■ TASK DETAILS
Format each line of the material below as one string in a JSON list, leaving out any blank lines.
--- BEGIN RECORDS PROVIDED ---
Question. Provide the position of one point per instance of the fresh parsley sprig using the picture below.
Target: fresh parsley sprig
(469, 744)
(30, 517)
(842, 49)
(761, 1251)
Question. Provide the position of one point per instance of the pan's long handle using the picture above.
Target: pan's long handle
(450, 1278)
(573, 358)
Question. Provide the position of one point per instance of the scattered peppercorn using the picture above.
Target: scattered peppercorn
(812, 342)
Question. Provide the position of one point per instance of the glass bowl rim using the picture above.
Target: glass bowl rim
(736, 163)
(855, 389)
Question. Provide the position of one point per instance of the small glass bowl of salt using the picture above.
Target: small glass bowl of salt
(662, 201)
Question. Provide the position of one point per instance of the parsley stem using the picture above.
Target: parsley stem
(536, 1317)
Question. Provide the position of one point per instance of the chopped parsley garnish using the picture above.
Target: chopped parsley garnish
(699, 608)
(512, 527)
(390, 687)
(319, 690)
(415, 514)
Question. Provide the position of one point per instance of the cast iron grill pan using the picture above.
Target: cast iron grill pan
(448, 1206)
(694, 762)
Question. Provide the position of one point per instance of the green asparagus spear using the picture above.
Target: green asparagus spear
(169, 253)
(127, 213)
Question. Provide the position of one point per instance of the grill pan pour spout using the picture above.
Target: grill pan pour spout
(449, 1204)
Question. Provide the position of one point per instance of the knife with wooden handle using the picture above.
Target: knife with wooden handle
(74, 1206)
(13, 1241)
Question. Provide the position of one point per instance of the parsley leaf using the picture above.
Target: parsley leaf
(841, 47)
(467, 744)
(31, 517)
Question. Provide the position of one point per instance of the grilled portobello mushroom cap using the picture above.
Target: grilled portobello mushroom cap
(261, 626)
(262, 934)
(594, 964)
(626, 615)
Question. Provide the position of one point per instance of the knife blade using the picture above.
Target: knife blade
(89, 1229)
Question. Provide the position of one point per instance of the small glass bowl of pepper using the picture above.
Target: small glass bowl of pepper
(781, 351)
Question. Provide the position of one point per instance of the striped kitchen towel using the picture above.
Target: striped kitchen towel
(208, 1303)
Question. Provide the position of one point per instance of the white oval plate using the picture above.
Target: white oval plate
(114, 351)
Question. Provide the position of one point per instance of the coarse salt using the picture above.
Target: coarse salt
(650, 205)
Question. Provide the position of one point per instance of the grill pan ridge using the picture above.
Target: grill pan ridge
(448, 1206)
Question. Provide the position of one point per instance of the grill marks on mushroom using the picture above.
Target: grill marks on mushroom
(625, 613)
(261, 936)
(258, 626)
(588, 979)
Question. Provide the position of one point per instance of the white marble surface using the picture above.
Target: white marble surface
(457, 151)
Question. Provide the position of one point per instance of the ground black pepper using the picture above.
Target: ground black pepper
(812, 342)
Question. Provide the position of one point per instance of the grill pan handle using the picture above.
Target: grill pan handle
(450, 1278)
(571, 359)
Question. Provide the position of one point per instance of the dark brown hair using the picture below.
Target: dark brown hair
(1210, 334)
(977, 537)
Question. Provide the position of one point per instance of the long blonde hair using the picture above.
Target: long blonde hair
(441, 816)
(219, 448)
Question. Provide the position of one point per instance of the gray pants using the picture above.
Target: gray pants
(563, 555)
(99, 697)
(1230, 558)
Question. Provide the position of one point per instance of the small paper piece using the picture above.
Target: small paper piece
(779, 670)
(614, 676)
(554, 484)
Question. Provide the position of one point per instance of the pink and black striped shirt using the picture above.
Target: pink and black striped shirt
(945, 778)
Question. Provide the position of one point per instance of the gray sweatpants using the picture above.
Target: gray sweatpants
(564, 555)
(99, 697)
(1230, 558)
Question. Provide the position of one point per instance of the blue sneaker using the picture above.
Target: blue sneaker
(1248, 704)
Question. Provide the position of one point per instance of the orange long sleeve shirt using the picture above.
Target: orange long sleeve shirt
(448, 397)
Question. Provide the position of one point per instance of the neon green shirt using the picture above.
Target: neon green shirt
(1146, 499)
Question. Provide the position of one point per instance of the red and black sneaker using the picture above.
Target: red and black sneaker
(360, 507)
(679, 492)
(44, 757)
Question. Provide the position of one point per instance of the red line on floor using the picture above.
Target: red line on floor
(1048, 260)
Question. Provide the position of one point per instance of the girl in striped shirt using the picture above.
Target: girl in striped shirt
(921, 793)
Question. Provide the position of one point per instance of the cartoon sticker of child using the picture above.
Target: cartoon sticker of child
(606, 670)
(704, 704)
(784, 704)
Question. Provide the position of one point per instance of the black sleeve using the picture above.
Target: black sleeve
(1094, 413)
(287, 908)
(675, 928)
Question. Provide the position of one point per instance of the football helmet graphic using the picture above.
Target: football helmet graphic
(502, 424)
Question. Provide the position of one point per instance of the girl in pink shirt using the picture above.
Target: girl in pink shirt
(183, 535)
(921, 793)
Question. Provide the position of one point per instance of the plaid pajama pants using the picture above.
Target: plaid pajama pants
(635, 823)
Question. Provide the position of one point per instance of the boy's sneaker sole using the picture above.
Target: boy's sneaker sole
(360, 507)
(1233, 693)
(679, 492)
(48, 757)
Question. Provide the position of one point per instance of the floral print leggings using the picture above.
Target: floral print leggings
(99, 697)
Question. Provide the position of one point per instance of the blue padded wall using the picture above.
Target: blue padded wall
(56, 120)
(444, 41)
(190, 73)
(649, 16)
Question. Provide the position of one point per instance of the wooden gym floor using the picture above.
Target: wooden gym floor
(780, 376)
--- END RECORDS PROVIDED ---
■ EXERCISE OUTPUT
[
  "Question. Provide the position of one point per instance of the fresh parsley sprig using the picture below.",
  "Target: fresh parsley sprig",
  "(469, 744)",
  "(30, 517)",
  "(842, 49)",
  "(761, 1251)",
  "Question. Provide the position of one point per instance of the pan's long handle using the picture above.",
  "Target: pan's long handle",
  "(450, 1278)",
  "(573, 358)",
  "Question. Provide the position of one point per instance of the scattered peppercorn using the picture above.",
  "Target: scattered peppercorn",
  "(812, 342)",
  "Question. Provide the position of one point per instance of the glass bowl rim using the picture above.",
  "Target: glass bowl rim",
  "(736, 163)",
  "(855, 389)",
  "Question. Provide the position of one point per instance of the small glass bowl of salt using the picture above.",
  "Target: small glass bowl of salt",
  "(662, 201)",
  "Question. Provide the position of one point per instance of the parsley stem using the picture above.",
  "Target: parsley stem",
  "(536, 1317)",
  "Question. Provide the position of one point per instance of the chopped parsley garnish using the picture above.",
  "Target: chopped parsley garnish",
  "(699, 608)",
  "(512, 527)",
  "(390, 687)",
  "(319, 690)",
  "(415, 514)",
  "Question. Provide the position of one point per instance of the cast iron grill pan using the picture above.",
  "Target: cast iron grill pan",
  "(448, 1206)",
  "(694, 762)",
  "Question. Provide the position of one point per instance of the green asparagus spear using the picture above.",
  "Target: green asparagus spear",
  "(169, 253)",
  "(127, 213)",
  "Question. Provide the position of one point per instance of the grill pan pour spout using the picture above.",
  "Target: grill pan pour spout",
  "(449, 1204)",
  "Question. Provide the position of one point per instance of the knife with wooden handle using the picture above.",
  "Target: knife with wooden handle",
  "(74, 1206)",
  "(13, 1241)",
  "Question. Provide the position of one point per instance of the parsley leaf using the picture above.",
  "Target: parsley leaf",
  "(841, 47)",
  "(467, 744)",
  "(31, 517)",
  "Question. Provide the position of one point per instance of the grilled portobello mushroom cap using the picture above.",
  "Target: grilled portobello mushroom cap",
  "(261, 626)",
  "(262, 934)",
  "(594, 964)",
  "(626, 615)",
  "Question. Provide the position of one point per instance of the knife blade using the picture above.",
  "Target: knife blade",
  "(89, 1229)",
  "Question. Provide the position of one point per instance of the small glass bowl of pepper using the picture above.",
  "Target: small glass bowl of pepper",
  "(781, 351)",
  "Question. Provide the position of one point per instance of the striped kitchen towel using the picture above.",
  "Target: striped kitchen towel",
  "(208, 1303)",
  "Question. Provide the position of one point per instance of the white oval plate using the picture above.",
  "Target: white oval plate",
  "(114, 351)",
  "Question. Provide the position of one point per instance of the coarse salt using the picture above.",
  "Target: coarse salt",
  "(650, 205)",
  "Question. Provide the position of one point per instance of the grill pan ridge using the picture above.",
  "Target: grill pan ridge",
  "(448, 1206)",
  "Question. Provide the position of one point per instance of the grill marks on mushroom using the picture above.",
  "Target: grill marks on mushroom",
  "(625, 613)",
  "(261, 936)",
  "(258, 626)",
  "(588, 979)",
  "Question. Provide the position of one point per instance of the white marble surface using the picture above.",
  "Target: white marble surface",
  "(457, 151)",
  "Question. Provide the position of one point per instance of the ground black pepper using the picture above.",
  "Target: ground black pepper",
  "(812, 342)",
  "Question. Provide the position of one point per instance of the grill pan handle using the picture above.",
  "Target: grill pan handle",
  "(450, 1278)",
  "(571, 359)",
  "Question. Provide the position of one point per instance of the dark brown hair using the picture below.",
  "Target: dark brown hair",
  "(1210, 334)",
  "(977, 537)",
  "Question. Provide the position of one point per instance of the long blonde hair using the picture above.",
  "Target: long blonde hair",
  "(441, 816)",
  "(219, 448)",
  "Question. Provide the position of one point per instance of the gray pants using the picture above.",
  "Target: gray pants",
  "(563, 555)",
  "(99, 697)",
  "(1230, 558)",
  "Question. Provide the position of one point per instance of the small paper piece using the picture above.",
  "Target: small paper piece",
  "(779, 670)",
  "(614, 676)",
  "(554, 484)",
  "Question. Provide the position of one point per instance of the pink and black striped shirt using the picture above.",
  "Target: pink and black striped shirt",
  "(945, 778)",
  "Question. Provide the position of one point per instance of the gray sweatpants using the picture above.",
  "Target: gray sweatpants",
  "(564, 555)",
  "(99, 697)",
  "(1230, 558)",
  "Question. Provide the position of one point per instance of the blue sneaker using the picture above.",
  "Target: blue sneaker",
  "(1248, 704)",
  "Question. Provide the position of one point per instance of the orange long sleeve shirt using the picture above.",
  "Target: orange long sleeve shirt",
  "(448, 397)",
  "Question. Provide the position of one point per instance of the neon green shirt using the picture above.",
  "Target: neon green shirt",
  "(1146, 499)",
  "Question. Provide the position of one point per instance of the red and black sneaker using the picture above.",
  "Target: red and black sneaker",
  "(360, 507)",
  "(679, 492)",
  "(44, 757)",
  "Question. Provide the position of one point per instance of the red line on floor using the picture above.",
  "Target: red line on floor",
  "(1048, 260)",
  "Question. Provide the position of one point per instance of the girl in striped shirt using the picture above.",
  "Target: girl in striped shirt",
  "(921, 793)",
  "Question. Provide the position of one point per instance of the cartoon sticker of child using the picture above.",
  "Target: cartoon sticker of child",
  "(606, 670)",
  "(704, 704)",
  "(784, 704)",
  "Question. Provide the position of one point per instance of the black sleeve using the picture above.",
  "Target: black sleeve",
  "(1094, 413)",
  "(287, 908)",
  "(675, 928)",
  "Question. Provide the position of one point per instance of the football helmet graphic using the picture above.",
  "Target: football helmet graphic",
  "(502, 424)",
  "Question. Provide the position of one point per instance of the girl in pink shirt using the picture above.",
  "Target: girl in pink shirt",
  "(183, 535)",
  "(921, 793)",
  "Question. Provide the position of one point per instance of the plaid pajama pants using the picture above.",
  "Target: plaid pajama pants",
  "(635, 823)",
  "Question. Provide the position of one point per instance of the boy's sneaker sole using the picture above.",
  "Target: boy's sneaker sole",
  "(360, 507)",
  "(1233, 693)",
  "(679, 492)",
  "(48, 757)",
  "Question. Provide the position of one point per instance of the floral print leggings using the picture above.",
  "Target: floral print leggings",
  "(99, 697)",
  "Question. Provide the position of one point per instance of the blue padded wall using the picture above.",
  "Target: blue padded wall",
  "(56, 120)",
  "(444, 41)",
  "(190, 73)",
  "(649, 16)",
  "Question. Provide the position of one point per instance of the wooden gym floor using the picture above.",
  "Target: wooden gym floor",
  "(780, 376)"
]